____ Extract

The least preferred methods are hearing the news in a virtual group meeting (1%) or on a messaging app (1%). Employees also don’t want to hear the news from an outside consultant (1%) or through the grapevine from a coworker (1%).

compassionate layoff protocol

Companies can incorporate other factors to make layoffs more compassionate. The vast majority of employees (96%) want to be warned ahead of time by a company if there is a potential need for layoffs. Additionally, most employees would prefer to hear the news in the morning on a Friday, with 15 to 30 minutes allotted for questions about the layoff. 

The worst things an employer could do when breaking the news include offering no context to what’s happening, being unresponsive to or offering no time for questions or having a security guard escort employees out. Employees want transparency, and even when news is sensitive they want to be recognized for their contributions to the company by being treated with respect.

Americans want at least two months of severance pay across industries

When it comes to severance pay, norms vary by industry and position level. Across the board, laid-off employees indicated that an average of nine weeks of severance pay is fair after being laid off. While we surveyed employees across all industries, the average remained between 7 to 11 weeks of severance for employees with less than 20 years of experience. 

Salaried employees want an average of 11 weeks of severance pay, while hourly employees asked for 8 weeks. Those in management positions preferred an average of 10 weeks, and individual contributors preferred 9 weeks. 

most common layoff experiences vs. preferences

While severance pay is the most desired benefit to receive in a severance package, it is not the only thing employees feel is fair and compassionate. When asked to rank the most desirable benefits to receive in a severance package, a health insurance stipend, company equity and LinkedIn connections or introductions were ranked highly. 
Less desirable benefits include career coaching or being allowed to keep company equipment or other company perks such as a gym membership or subscription service. For the most part, laid-off employees want to be set up financially and with health insurance for at least a couple of months until they can find new employment.

________
____ Given data

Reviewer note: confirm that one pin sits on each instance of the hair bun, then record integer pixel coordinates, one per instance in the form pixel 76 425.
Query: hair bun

________

** Action item A **
Reproduce the stretch of the layoff article from "While severance pay" through "find new employment.", word for word.
** Action item B **
In the layoff article, what average number of weeks of severance pay do hourly employees ask for?
** Action item C **
Pick up the layoff article after its final sentence and write the next part.

** Exercise result A **
While severance pay is the most desired benefit to receive in a severance package, it is not the only thing employees feel is fair and compassionate. When asked to rank the most desirable benefits to receive in a severance package, a health insurance stipend, company equity and LinkedIn connections or introductions were ranked highly. 
Less desirable benefits include career coaching or being allowed to keep company equipment or other company perks such as a gym membership or subscription service. For the most part, laid-off employees want to be set up financially and with health insurance for at least a couple of months until they can find new employment.

** Exercise result B **
8 weeks

** Exercise result C **
Only 27% of laid-off employees receive severance pay

Despite its desirability, only 27% of laid-off employees receive severance pay. Managers (40%) are more likely to receive it than individual contributors (25%) and salaried employees (42%) are more than twice as likely to receive it than hourly employees (18%). The industries that are most likely to receive severance pay include finance (53%), technology (41%) and engineering (36%).

We compared the most common layoff experiences to what employees said they prefer, and for the most part, they aligned. Most employees hear about the layoff from their direct manager (57%) in an in-person, one-on-one meeting (48%). 

However, there is one stark difference between preferences and real-life experiences: Despite 96% of employees preferring to be warned ahead of time if there is a need for layoffs, only 13% actually received a warning ahead of time. Although many were not warned but saw the layoffs coming (44%), a significant portion of employees were taken totally by surprise (43%). 

Of those who have experienced layoffs, 44% have experienced one in the last two years, and unfortunately, the need for layoffs will continue as long as the economy is sluggish. The least employers can do is operate through layoffs with compassion. How your company approaches a layoff protocol will not only affect your employees, it will affect the public opinion of your company for years to come. 


From July 26 to 27, 2022, we surveyed 1,001 Americans who have gone through a layoff about their experience. All respondents were employed in the U.S. 58% identified as male, 41% identified as female and 1% identified as nonbinary or preferred not to say. 7% were Baby Boomers, 26% Gen X, 54% Millennials and 13% Gen Z.